Un expert pour qui, pour quoi?

Récemment, deux décisions étroitement liées au rôle du témoin expert d’un syndic ont été rendues par le Tribunal des professions. L’une d’elles porte sur le droit qu’a ou non un syndic de déposer en preuve un guide d’exercice sans l’aide d’un expert et la seconde s’intéresse à la confidentialité des entretiens entre un syndic et son expert, plus précisément sur le droit de contre-interroger ce dernier sur ceux-ci.

Objection à la preuve contre le syndic du Collège des médecins du Québec

Le Tribunal des professions a infirmé une décision interlocutoire du Conseil de discipline du Collège des médecins du Québec ayant accueilli, un an plus tôt, une objection à ce que le syndic adjoint mette en preuve un guide d’exercice intitulé «La tenue des dossiers par le médecin en centre hospitalier de soins généraux et spécialisés». Le Tribunal a conclu que le Conseil avait erré en exigeant que cette preuve soit produite par un témoin expert après avoir retenu que ce guide d’exercice – un vade-mecum conçu par les pairs et adopté par le Collège en vue d’une distribution à ses membres – constituait davantage un outil de référence qu’un code de conduite imposant une règle d’obéissance. Estimant que le guide d’exercice n’est qu’un document de référence et qu’y déroger n’équivaut pas d’emblée à une faute déontologique, il a fait une analogie avec la production d’un protocole hospitalier dans un litige civil qui est possible sans la présence d’un témoin expert, pour finalement autoriser le syndic adjoint à produire en preuve ledit guide d’exercice.

Objection à la preuve soulevée par le syndic de l’Ordre professionnel des psychologues du Québec

 Par ailleurs, le syndic de l’Ordre professionnel des psychologues du Québec s’est vu accorder la permission d’appeler d’une décision interlocutoire ayant rejeté son objection à la preuve après qu’il eut invoqué la confidentialité de ses entretiens avec son expert. Selon le Tribunal, il y a un intérêt à autoriser le débat en appel, car il soulève la nature des relations entre un syndic et un expert ainsi que les droits et obligations qui en découlent, il évoque des distinctions possibles quant aux obligations d’un «syndic-enquêteur» et celles d’un «syndic-plaignant», et les positions des parties renvoient à la mise en œuvre de droits fondamentaux – le respect de la confidentialité et le droit à un contre-interrogatoire le plus large possible au nom d’une défense pleine et entière – alors que l’équilibre entre ces droits demeure précaire. Enfin, même si, lorsqu’une objection à la preuve est accueillie, on reconnaît plus aisément le caractère irrémédiable de la décision et qu’il en va autrement lorsque l’objection à la preuve est rejetée, une nuance importante s’impose puisque le débat soulève une question de confidentialité au sujet des entretiens entre le syndic et son expert. À cet égard, le Tribunal a souligné que : «S’il fallait, sans pour autant en décider à ce stade, que cette objection soit fondée, le caractère confidentiel des échanges intervenus serait complètement vidé de son sens puisque le rejet de l’objection permettrait la divulgation de communications protégées.»

Bien que nous ne soyons qu’à l’étape de la permission d’appeler, il semble que le débat à venir sera des plus intéressants!

## ÉNONCÉ DU PROBLÈME
Pouvez-vous recopier mot pour mot, dans l'extrait ci-dessus sur le témoin expert d'un syndic, le passage qui s'ouvre sur les mots contenant "Récemment, deux décisions" et se termine par "dernier sur ceux-ci." ?

## ENTRÉES AFFICHÉES

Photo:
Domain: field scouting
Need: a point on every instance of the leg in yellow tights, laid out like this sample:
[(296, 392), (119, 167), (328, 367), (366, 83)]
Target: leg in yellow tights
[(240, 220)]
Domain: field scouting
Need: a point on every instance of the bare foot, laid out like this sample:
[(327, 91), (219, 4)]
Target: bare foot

## RÉSULTAT OBTENU
Récemment, deux décisions étroitement liées au rôle du témoin expert d’un syndic ont été rendues par le Tribunal des professions. L’une d’elles porte sur le droit qu’a ou non un syndic de déposer en preuve un guide d’exercice sans l’aide d’un expert et la seconde s’intéresse à la confidentialité des entretiens entre un syndic et son expert, plus précisément sur le droit de contre-interroger ce dernier sur ceux-ci.